- QUOTED PASSAGE
------------------------------------------------
It basically comes down to: I don’t want to pay a deductible of $50 or more for a phone that might well be a refurb, won’t necessarily even be the model I picked (and will be paying for), and certainly won’t be the same color. I had just started getting this phone trained to work the way I like (minimal notifications, no autocorrect or spelling suggestions, no auditory or haptic feedback on most things), and it was starting to feel like it was mine. Transferring stuff of my dying phone to this one was an ordeal, and while transferring from this one to an insurance replacement would likely be a lot easier (because it’s brand new and fully functional), but, you know, at this point I’m invested in this one.

My manufacturer has a standing offer right now that I think of as “I Can’t Believe It’s Not A Recall!”, whereby in exchange for believing them when they say that the screens on this phone are totally made of impact-resistant space-age materials, they will replace any shattered or cracked screen on any unit purchased within a time frame of now-ish, no questions asked. I found out about this while looking at my options yesterday, but I rejected it because it requires me to ship my phone to them, and thus be without it for “4-7 business days” (or a week to a week and a half), whereas the insurance claim can be processed within a day and they’ll overnight a replacement without waiting for the old one to be returned first.

But that’s instant gratification. I could have a phone tomorrow, but it won’t be my phone. Not the one I picked, not the one I’m paying for, not the one I’ve been getting used to and customizing. I mean, there’s probably a good chance it would be the same model. Probably. But if it’s not, then I’m stuck with a case I can’t use, and have to wrap my replacement phone in bubble wrap until I can get a new one.

And as much as the thought of being phoneless for up to the better part of two weeks is not a fun one… I do it, and I’m done. I have my phone back. It fits my case. I can use it, theoretically, for years to come.

I can theoretically reactivate my old dying phone for the time being, but I’m not sure I honestly need to? I’ve gone more than two weeks without using my phone as a phone, even for texting. I can also send and receive texts through my carrier’s website. Most people who have my phone number don’t necessarily expect me to be easy to reach by phone anyway. I can use my tablet for a lot of the things I would use my phone for, and to the extent that it works, I can use my deactivated old phone for most of those things, too.
------------------------------------------------
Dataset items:
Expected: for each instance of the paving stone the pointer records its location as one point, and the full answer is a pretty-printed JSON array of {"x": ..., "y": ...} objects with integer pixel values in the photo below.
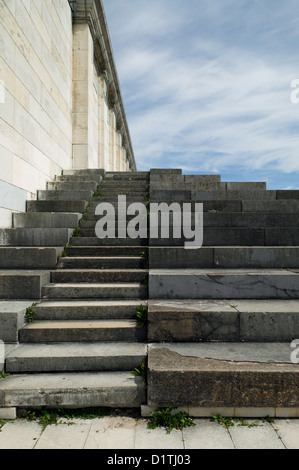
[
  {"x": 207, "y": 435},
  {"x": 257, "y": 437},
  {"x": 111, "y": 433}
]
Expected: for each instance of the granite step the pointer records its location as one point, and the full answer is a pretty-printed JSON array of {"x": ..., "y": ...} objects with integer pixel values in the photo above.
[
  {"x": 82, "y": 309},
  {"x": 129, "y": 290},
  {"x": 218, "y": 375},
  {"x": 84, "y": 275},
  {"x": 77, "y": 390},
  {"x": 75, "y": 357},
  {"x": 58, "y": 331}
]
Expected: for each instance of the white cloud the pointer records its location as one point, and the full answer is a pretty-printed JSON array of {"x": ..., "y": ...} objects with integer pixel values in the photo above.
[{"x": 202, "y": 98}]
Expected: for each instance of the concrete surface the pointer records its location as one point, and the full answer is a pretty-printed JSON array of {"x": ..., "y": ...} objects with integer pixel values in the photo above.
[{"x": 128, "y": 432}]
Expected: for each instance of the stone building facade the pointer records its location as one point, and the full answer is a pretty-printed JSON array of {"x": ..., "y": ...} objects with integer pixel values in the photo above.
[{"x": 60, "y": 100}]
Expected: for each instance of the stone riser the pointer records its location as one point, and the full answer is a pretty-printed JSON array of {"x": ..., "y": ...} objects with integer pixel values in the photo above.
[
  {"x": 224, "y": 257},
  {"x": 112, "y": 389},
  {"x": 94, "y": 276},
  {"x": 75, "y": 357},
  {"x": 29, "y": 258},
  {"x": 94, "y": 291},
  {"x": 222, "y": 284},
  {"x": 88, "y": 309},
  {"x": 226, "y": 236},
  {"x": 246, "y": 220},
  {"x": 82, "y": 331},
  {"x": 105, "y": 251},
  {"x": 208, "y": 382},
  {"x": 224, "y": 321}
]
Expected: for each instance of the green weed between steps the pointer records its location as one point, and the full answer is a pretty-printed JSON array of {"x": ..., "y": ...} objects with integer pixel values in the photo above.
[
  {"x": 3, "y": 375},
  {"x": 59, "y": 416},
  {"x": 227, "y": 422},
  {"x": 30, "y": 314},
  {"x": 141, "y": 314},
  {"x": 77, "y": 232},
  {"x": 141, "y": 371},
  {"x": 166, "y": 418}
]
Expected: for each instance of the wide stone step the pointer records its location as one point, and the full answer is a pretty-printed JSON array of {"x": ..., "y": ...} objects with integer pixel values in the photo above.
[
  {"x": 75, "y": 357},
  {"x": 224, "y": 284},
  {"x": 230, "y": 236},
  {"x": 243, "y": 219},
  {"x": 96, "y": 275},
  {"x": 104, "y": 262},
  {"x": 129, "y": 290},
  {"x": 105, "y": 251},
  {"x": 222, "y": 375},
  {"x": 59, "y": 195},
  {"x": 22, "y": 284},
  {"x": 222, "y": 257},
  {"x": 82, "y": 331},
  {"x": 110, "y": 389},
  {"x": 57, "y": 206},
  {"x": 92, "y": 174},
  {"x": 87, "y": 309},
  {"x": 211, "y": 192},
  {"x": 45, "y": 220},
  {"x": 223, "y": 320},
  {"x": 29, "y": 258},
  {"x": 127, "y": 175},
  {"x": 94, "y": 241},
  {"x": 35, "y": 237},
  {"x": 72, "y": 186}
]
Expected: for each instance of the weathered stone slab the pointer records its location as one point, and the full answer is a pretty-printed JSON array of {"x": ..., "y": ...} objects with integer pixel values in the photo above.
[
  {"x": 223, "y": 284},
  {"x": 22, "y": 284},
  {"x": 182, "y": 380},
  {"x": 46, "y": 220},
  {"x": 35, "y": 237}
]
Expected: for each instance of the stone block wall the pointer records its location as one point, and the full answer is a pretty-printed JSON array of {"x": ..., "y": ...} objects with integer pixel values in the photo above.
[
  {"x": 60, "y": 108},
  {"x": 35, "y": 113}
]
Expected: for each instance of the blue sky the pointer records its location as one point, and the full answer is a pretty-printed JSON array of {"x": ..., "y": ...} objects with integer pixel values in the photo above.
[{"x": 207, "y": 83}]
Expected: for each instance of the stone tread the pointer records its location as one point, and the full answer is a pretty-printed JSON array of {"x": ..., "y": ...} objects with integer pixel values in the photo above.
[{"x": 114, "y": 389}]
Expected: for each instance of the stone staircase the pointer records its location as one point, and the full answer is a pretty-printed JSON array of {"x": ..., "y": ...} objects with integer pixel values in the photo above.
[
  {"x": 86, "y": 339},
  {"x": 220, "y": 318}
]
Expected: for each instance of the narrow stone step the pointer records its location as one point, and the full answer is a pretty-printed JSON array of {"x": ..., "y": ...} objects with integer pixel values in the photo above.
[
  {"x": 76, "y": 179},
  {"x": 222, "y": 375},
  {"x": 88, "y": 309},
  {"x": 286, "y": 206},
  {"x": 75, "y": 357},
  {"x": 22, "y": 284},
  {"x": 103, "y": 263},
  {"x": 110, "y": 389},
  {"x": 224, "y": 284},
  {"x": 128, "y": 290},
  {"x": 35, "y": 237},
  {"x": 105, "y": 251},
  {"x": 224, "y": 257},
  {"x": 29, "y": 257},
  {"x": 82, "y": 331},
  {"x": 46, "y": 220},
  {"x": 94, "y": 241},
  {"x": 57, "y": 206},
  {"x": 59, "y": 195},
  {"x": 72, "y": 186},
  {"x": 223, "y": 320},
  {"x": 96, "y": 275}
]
------------------------------------------------
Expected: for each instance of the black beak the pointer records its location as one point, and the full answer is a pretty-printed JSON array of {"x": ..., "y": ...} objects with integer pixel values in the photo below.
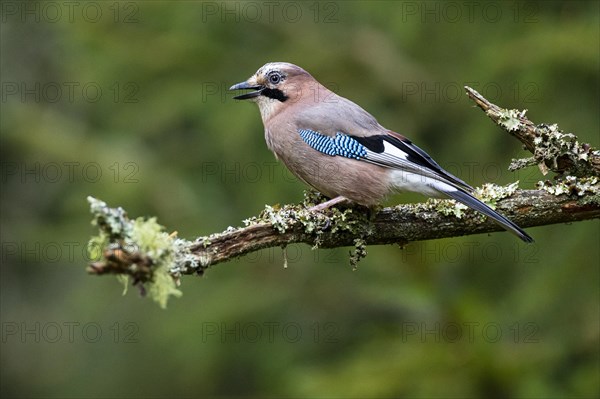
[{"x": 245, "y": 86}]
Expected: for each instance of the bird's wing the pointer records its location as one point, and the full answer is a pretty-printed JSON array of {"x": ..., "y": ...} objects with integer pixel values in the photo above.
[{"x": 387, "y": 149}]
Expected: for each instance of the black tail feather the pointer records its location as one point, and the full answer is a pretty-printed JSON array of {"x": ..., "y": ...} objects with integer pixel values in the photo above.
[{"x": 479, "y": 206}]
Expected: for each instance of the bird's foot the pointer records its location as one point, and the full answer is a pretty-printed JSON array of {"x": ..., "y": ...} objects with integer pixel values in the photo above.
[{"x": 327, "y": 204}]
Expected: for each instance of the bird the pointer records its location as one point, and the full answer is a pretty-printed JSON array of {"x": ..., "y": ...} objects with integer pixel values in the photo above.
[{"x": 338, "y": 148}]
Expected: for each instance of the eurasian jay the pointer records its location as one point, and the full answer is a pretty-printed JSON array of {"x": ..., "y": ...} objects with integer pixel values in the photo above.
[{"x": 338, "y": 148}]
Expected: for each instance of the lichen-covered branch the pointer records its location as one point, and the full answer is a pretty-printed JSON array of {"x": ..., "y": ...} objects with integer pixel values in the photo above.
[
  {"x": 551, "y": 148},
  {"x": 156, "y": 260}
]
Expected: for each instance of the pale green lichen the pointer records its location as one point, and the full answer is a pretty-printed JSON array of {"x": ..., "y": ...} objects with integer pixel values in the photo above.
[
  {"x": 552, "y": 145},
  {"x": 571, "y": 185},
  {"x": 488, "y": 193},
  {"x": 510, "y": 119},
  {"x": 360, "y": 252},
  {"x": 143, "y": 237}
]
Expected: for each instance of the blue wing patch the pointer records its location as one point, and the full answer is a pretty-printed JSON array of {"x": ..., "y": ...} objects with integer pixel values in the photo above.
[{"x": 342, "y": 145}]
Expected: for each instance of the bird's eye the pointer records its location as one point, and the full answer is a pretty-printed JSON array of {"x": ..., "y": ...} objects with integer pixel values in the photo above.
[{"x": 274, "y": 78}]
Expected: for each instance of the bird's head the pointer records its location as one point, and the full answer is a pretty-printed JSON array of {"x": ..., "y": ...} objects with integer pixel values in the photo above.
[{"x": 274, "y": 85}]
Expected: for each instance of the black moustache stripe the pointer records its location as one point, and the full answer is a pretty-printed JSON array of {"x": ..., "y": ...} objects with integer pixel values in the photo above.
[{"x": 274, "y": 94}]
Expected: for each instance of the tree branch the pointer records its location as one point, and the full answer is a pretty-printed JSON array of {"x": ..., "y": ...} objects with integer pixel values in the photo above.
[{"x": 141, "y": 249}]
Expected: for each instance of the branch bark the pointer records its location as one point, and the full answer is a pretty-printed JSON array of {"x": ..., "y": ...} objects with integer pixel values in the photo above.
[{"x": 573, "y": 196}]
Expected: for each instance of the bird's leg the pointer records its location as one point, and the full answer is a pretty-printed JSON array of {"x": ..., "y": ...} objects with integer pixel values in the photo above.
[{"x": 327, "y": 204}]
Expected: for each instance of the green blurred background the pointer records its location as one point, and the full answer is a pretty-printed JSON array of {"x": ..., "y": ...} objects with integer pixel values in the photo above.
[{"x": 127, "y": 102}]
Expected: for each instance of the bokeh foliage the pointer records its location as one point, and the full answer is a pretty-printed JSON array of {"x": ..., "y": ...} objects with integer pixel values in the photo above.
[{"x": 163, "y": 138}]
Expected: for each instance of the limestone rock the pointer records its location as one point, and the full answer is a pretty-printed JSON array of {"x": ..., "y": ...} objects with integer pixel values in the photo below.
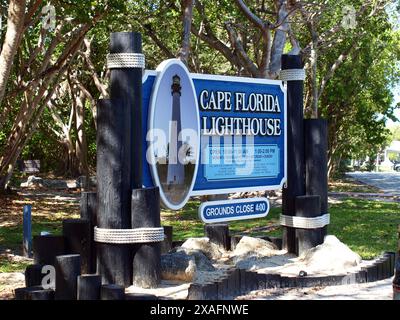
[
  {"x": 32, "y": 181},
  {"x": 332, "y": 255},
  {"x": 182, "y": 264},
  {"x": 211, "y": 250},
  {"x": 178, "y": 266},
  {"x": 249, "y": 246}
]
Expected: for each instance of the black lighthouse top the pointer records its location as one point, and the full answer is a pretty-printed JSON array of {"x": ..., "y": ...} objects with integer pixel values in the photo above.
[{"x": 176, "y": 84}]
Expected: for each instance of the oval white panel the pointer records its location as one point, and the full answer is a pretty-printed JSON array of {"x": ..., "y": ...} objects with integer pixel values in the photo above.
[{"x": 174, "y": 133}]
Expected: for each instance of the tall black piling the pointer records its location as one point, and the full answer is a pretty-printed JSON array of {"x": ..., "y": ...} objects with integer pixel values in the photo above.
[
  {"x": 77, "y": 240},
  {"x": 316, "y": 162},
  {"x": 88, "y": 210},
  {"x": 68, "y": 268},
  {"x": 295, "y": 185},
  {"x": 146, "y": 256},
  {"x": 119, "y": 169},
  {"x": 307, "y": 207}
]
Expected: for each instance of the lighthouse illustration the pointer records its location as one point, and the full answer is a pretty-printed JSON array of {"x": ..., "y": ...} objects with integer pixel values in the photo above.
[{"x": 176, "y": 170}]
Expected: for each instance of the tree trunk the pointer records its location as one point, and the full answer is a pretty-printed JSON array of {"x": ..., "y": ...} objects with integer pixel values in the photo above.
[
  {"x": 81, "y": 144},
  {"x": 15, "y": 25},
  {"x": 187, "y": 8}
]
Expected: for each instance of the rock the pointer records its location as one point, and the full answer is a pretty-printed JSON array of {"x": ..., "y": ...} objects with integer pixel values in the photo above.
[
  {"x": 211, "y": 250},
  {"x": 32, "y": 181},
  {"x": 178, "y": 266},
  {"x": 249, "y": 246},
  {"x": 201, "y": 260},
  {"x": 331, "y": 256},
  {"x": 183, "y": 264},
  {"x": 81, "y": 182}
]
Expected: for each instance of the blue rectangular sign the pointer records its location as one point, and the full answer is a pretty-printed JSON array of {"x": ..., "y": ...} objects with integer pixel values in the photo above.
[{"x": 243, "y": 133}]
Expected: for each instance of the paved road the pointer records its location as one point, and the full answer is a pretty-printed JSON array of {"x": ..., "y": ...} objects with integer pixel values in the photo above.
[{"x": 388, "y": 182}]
------------------------------------------------
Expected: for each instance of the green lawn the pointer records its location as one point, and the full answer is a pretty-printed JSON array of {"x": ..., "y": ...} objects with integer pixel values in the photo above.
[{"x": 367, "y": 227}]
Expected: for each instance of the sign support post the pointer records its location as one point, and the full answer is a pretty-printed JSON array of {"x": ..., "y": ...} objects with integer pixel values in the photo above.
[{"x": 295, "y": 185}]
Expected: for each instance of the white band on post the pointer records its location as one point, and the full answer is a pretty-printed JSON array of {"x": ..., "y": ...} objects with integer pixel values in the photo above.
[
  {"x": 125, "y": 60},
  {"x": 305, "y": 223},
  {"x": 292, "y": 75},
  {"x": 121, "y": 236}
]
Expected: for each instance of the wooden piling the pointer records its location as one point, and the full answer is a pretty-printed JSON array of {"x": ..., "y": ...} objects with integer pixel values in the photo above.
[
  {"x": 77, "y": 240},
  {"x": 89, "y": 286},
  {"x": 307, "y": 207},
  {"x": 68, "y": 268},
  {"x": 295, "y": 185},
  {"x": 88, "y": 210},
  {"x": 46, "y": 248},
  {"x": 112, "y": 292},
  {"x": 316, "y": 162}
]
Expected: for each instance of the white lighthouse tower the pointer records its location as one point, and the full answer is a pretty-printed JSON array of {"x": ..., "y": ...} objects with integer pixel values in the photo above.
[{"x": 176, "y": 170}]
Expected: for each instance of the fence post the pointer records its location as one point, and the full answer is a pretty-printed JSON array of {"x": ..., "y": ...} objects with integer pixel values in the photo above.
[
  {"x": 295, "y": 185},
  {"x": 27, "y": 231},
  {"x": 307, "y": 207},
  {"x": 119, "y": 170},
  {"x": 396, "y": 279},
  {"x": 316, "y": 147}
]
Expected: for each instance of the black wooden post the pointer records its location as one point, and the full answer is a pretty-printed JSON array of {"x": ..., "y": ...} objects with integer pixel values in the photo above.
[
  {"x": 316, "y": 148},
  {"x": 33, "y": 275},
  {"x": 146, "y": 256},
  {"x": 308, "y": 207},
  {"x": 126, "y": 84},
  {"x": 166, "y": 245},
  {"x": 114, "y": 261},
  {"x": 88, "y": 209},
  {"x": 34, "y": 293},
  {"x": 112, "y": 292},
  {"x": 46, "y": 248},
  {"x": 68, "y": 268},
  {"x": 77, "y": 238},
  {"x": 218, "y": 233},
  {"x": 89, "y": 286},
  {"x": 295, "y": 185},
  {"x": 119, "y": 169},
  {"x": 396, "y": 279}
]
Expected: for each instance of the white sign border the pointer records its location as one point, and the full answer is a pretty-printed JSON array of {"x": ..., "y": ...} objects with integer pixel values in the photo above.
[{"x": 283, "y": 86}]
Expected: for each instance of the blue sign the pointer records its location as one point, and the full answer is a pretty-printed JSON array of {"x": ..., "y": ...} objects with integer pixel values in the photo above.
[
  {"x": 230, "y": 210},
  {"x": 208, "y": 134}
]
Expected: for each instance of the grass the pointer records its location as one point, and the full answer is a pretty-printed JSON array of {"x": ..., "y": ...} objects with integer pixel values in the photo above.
------------------------------------------------
- WORK INSTRUCTIONS
(A) Reproduce the passage about replacing the cracked phone between "But that’s instant" and "years to come.", inclusive.
(B) Resume the passage about replacing the cracked phone, writing on from its final sentence.

- THE REPLIES
(A)
But that’s instant gratification. I could have a phone tomorrow, but it won’t be my phone. Not the one I picked, not the one I’m paying for, not the one I’ve been getting used to and customizing. I mean, there’s probably a good chance it would be the same model. Probably. But if it’s not, then I’m stuck with a case I can’t use, and have to wrap my replacement phone in bubble wrap until I can get a new one.

And as much as the thought of being phoneless for up to the better part of two weeks is not a fun one… I do it, and I’m done. I have my phone back. It fits my case. I can use it, theoretically, for years to come.

(B)
I keep thinking, “Well, this isn’t an ideal solution.” But I’m not sure why we always look for ideal solutions, when the fact that we’re looking for a solution is a strong indication that we’re not in an ideal situation to begin with. The ideal solution is that I didn’t drop my phone, or it didn’t break the screen when I did, or that I developed the ability to telepathically communicate with wireless networks and/or repair objects by thinking hard at them. (It is my birthday, universe, so if you’re feeling generous, you could help me cross a couple items off my superpower wishlist. No? Okay. Worth a try.)

Of the solutions that actually apply to the situation, this is the one that works the best. I mean, I can’t promise that the lack of a phone and background anxiety about it won’t weigh on me in the coming weeks. It can and probably will. But right now I’m kind of in the “soft launch” phase of pushing my career to the next level, and while I keep thinking how inconvenient the timing is that I’m dealing with this now… it’s really not a bad time.

And even though this means my phone problems are stretched out another few weeks (I’m not going to mess with this until Monday), honestly, just making this decision and having it be my decision, just claiming ownership of this phone I picked out and bought… it makes a huge difference in how I feel. The loss of my old phone’s functionality and the damage to this one were things beyond my control. This is a choice, though. It’s me taking ownership of the situation. And that right away makes me feel better about it.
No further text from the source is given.